* _Text shown_:
-------------------------

# Rachmaninoff 3rd cadenza



## DavidA (Dec 14, 2012)

Rachmaninoff wrote two cadenzas for his third piano concerto. One is slighter and more skittish and is the one played by Rach himself on his recording. It has also been used in most recordings by Argerich, Lugansky, Janis, Horowitz, Hough, et al
The larger cadenza has been recorded by Van Cliburn, Ashkenazy, Berman, et al.
Why one do you prefer?


----------



## Triplets (Sep 4, 2014)

The Longer cadenza. When I first got to know the piece I considered the cadenza to be the emotional heart of the work. When I first heard the shorter cadenza I felt cheated


----------



## joen_cph (Jan 17, 2010)

Ashkenazy/Previn probably has the slowest and most monumental version among the recordings of the bigger cadenza. Much to be preferred, IMHO.


----------



## Ilarion (May 22, 2015)

By far the "Ossia Cadenza" - Its what separates the wheat from the chaff...


----------



## EdwardBast (Nov 25, 2013)

The long one most definitely.


----------



## Pugg (Aug 8, 2014)

Also the longer version . 
Van Cliburn please :tiphat:


----------



## Triplets (Sep 4, 2014)

joen_cph said:


> Ashkenazy/Previn probably has the slowest and most monumental version among the recordings of the bigger cadenza. Much to be preferred, IMHO.


Ashkenazy /Ormandy is the one that I learned the piece from, never heard the much praised set that he did with Previn


----------



## joen_cph (Jan 17, 2010)

There are also Ashkenazys with Fistoulari and Haitink, but the Previn one is the slowest of those three. I haven´t heard Ormandy, but judging from the timings, the Ormandy is similarly slow overall; whether it applies for the cadenza, I don´t know ...


----------



## Woodduck (Mar 17, 2014)

The long one. Generally I dislike cadenzas. This one has the beef.


----------



## DavidA (Dec 14, 2012)

Pugg said:


> Also the longer version .
> Van Cliburn please :tiphat:


Berman is titanic too!


----------



## Ilarion (May 22, 2015)

Woodduck said:


> The long one. Generally I dislike cadenzas. This one has the beef.


Hi Woodduck,

Did you ever see the burger ad for Wendy's Burgers with the sweet elderly lady lambasting a burger joint with the phrase: "WHERES THE BEEF"?


----------



## KenOC (Mar 7, 2011)

Woodduck said:


> The long one. Generally I dislike cadenzas. This one has the beef.


You like beefy ones? Here's the grand-daddy of all supercadenzas -- Alkan's for Beethoven's 3rd Piano Concerto. The cadenza begins at 2:48.


----------



## Cosmos (Jun 28, 2013)

The long chord heavy version. A++


----------



## DavidA (Dec 14, 2012)

Interesting that Rachmaninoff did not play it (or at least record it) himself. He wrote the Ossia (more difficult) cadenza initially then replaced it with the lighter, easier one, which has now become the more regular one. He also sanction cuts in the concerto (which he himself makes) to make it easier and more accessible.
One pianist says:

_The Ossia is much more difficult to perform, and has darker tonality. It has large powerful octaves, deep rich sound, and generally has a lot of power.

-------------------------

* _Exercise aim_:
In the forum thread, rewrite the paragraph beginning "There are also Ashkenazys with Fistoulari and Haitink" as a short bulleted list that keeps its main facts. The data plays no part in this work.

* _Data extract_:
-------------------------

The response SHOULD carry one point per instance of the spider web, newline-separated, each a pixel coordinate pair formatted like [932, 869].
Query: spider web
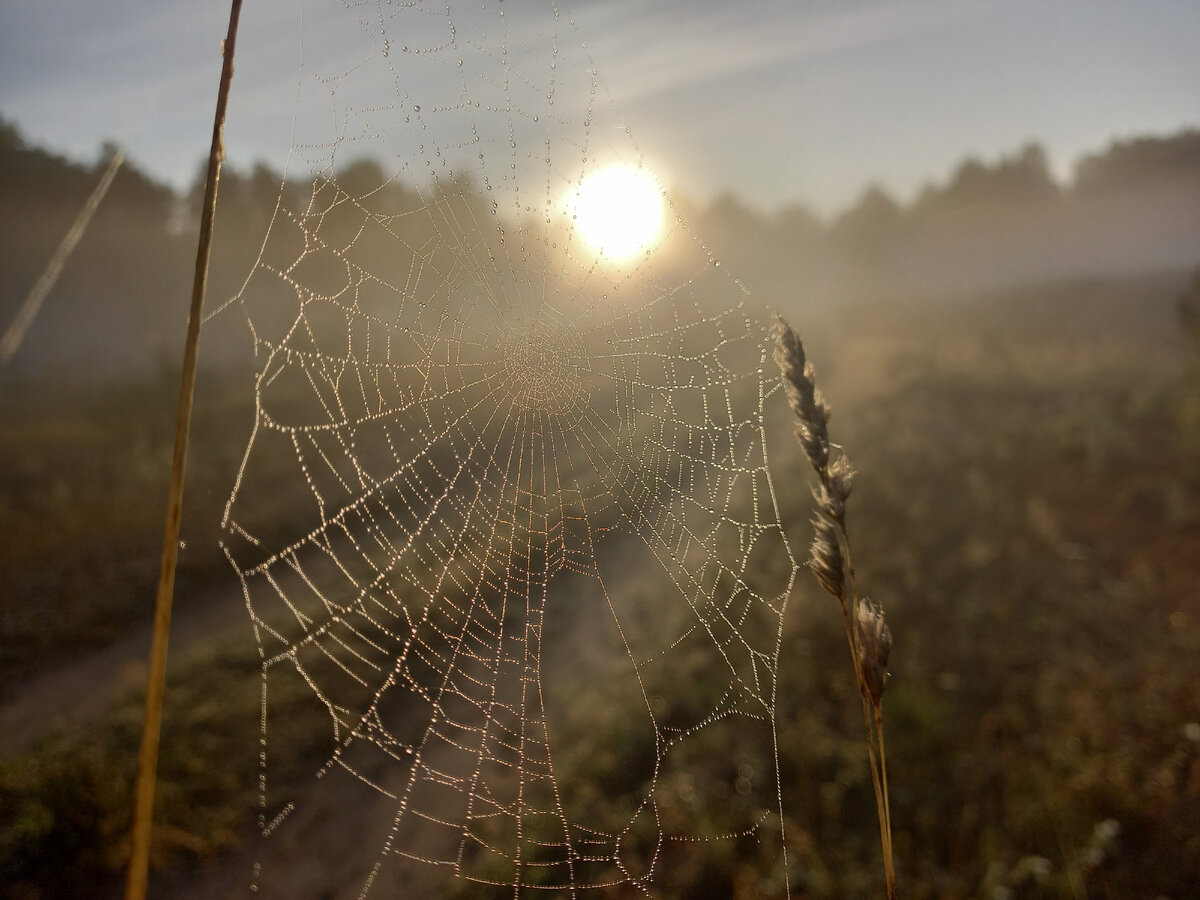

-------------------------

* _Written solution_:
- Ashkenazy also recorded the piece with Fistoulari and with Haitink.
- Of those three, the Previn recording is the slowest.
- The writer hasn't heard the Ormandy recording, but its timings suggest it is similarly slow overall.
- The writer doesn't know whether this also applies to the cadenza.